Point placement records
|---|
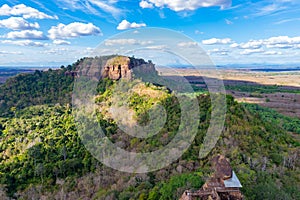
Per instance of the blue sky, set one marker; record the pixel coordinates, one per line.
(55, 32)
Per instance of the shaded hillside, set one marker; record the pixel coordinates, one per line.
(38, 88)
(42, 155)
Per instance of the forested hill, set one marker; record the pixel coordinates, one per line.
(42, 155)
(38, 88)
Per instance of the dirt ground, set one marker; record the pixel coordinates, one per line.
(285, 103)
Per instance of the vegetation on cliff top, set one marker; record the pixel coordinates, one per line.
(41, 153)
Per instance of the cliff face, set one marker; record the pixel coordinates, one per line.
(124, 67)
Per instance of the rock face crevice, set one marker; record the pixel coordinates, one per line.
(125, 67)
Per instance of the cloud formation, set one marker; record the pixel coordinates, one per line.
(73, 30)
(18, 23)
(61, 42)
(126, 42)
(282, 42)
(214, 41)
(188, 44)
(186, 5)
(127, 25)
(23, 43)
(24, 11)
(26, 34)
(145, 4)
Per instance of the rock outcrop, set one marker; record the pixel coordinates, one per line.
(125, 67)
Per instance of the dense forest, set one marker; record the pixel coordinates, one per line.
(42, 155)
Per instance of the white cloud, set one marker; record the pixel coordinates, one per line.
(251, 51)
(26, 34)
(281, 42)
(106, 6)
(145, 4)
(61, 42)
(188, 44)
(23, 43)
(213, 41)
(199, 32)
(188, 5)
(127, 25)
(75, 29)
(11, 52)
(157, 47)
(228, 22)
(126, 42)
(18, 23)
(272, 53)
(217, 51)
(252, 44)
(24, 11)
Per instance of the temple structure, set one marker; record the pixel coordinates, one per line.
(223, 185)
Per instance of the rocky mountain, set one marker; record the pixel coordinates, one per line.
(42, 155)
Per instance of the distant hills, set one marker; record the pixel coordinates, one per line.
(42, 155)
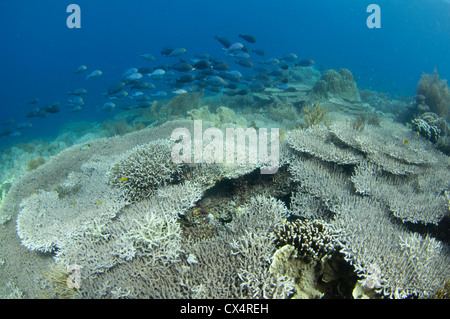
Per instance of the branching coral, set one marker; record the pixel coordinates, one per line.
(313, 240)
(314, 114)
(144, 168)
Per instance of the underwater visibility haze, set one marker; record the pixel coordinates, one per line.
(344, 109)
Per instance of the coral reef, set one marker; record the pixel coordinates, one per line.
(433, 92)
(312, 239)
(434, 128)
(351, 204)
(314, 115)
(142, 169)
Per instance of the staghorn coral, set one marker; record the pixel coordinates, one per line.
(46, 218)
(314, 115)
(399, 182)
(409, 264)
(141, 170)
(436, 93)
(313, 240)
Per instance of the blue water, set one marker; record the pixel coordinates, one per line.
(39, 52)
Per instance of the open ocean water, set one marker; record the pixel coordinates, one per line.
(73, 72)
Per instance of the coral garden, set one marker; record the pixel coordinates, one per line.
(358, 206)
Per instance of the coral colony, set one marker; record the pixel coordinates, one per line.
(191, 197)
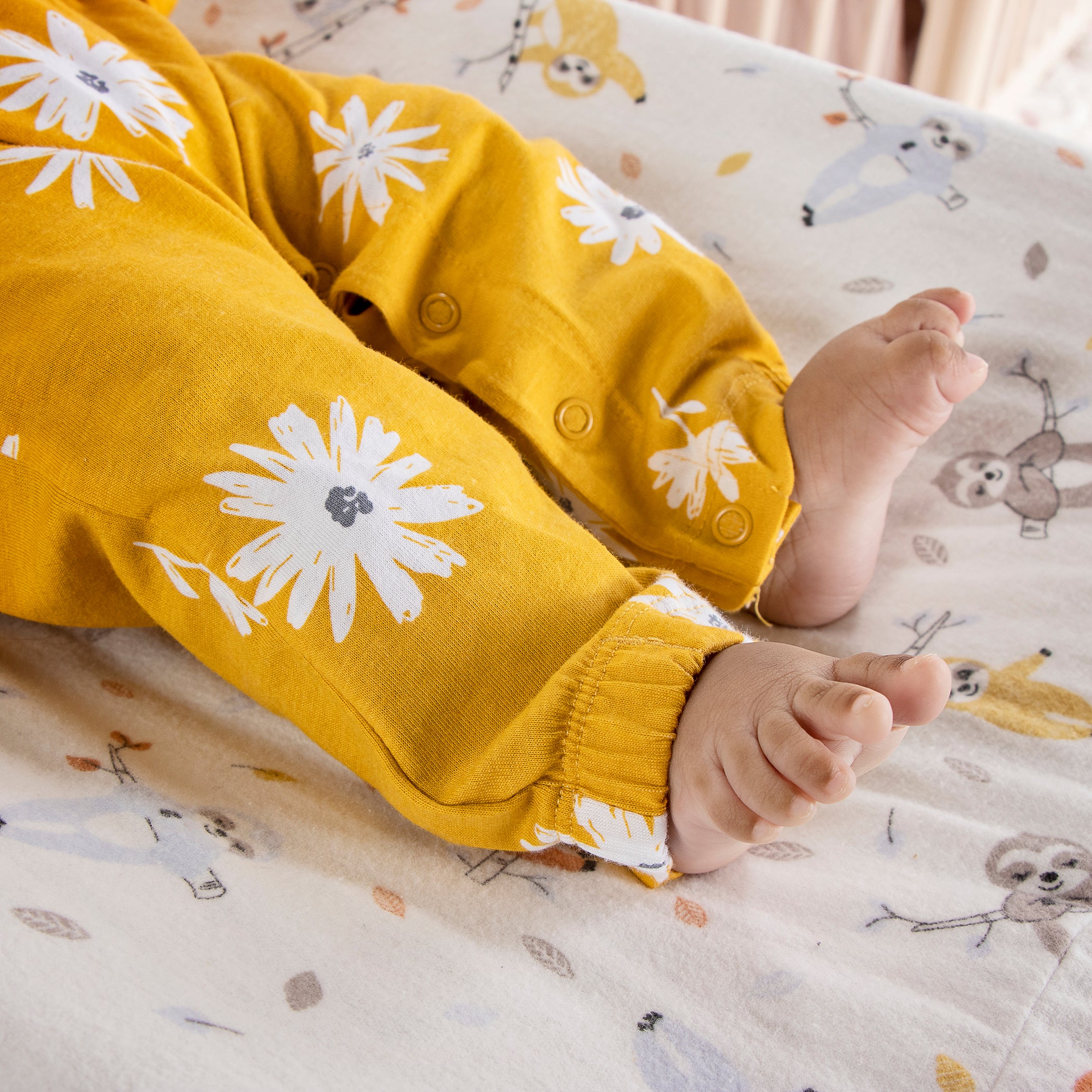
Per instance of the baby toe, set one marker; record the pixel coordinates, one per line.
(916, 687)
(815, 768)
(842, 709)
(759, 785)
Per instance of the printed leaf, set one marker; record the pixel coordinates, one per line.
(952, 1076)
(562, 856)
(1035, 260)
(303, 991)
(734, 163)
(544, 953)
(691, 913)
(781, 851)
(931, 551)
(83, 765)
(54, 925)
(868, 285)
(272, 774)
(969, 770)
(389, 901)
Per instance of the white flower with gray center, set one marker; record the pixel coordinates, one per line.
(61, 159)
(364, 157)
(606, 215)
(334, 509)
(73, 81)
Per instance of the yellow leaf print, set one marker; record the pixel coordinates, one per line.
(734, 163)
(265, 773)
(952, 1076)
|---|
[STATED EXERCISE] Repeat the records from the line containing "Per instance of the printed" through the end, swapping "gray center" for "dark center" and leaving everything else unchanged.

[EXERCISE SOLUTION]
Per instance of the printed leaf, set one marker; record the pixel coordinates, one per line.
(952, 1076)
(562, 856)
(1035, 260)
(303, 991)
(734, 163)
(544, 953)
(691, 913)
(781, 851)
(931, 551)
(83, 765)
(54, 925)
(868, 285)
(272, 774)
(969, 770)
(389, 901)
Per instance of the white flower with dark center, set one marker; record the pixel coordinates, one per line.
(61, 159)
(364, 157)
(606, 215)
(334, 509)
(73, 81)
Per instance of the yellow leaf print, set one marker; record the pixel coordinates, one per line.
(734, 163)
(265, 773)
(952, 1076)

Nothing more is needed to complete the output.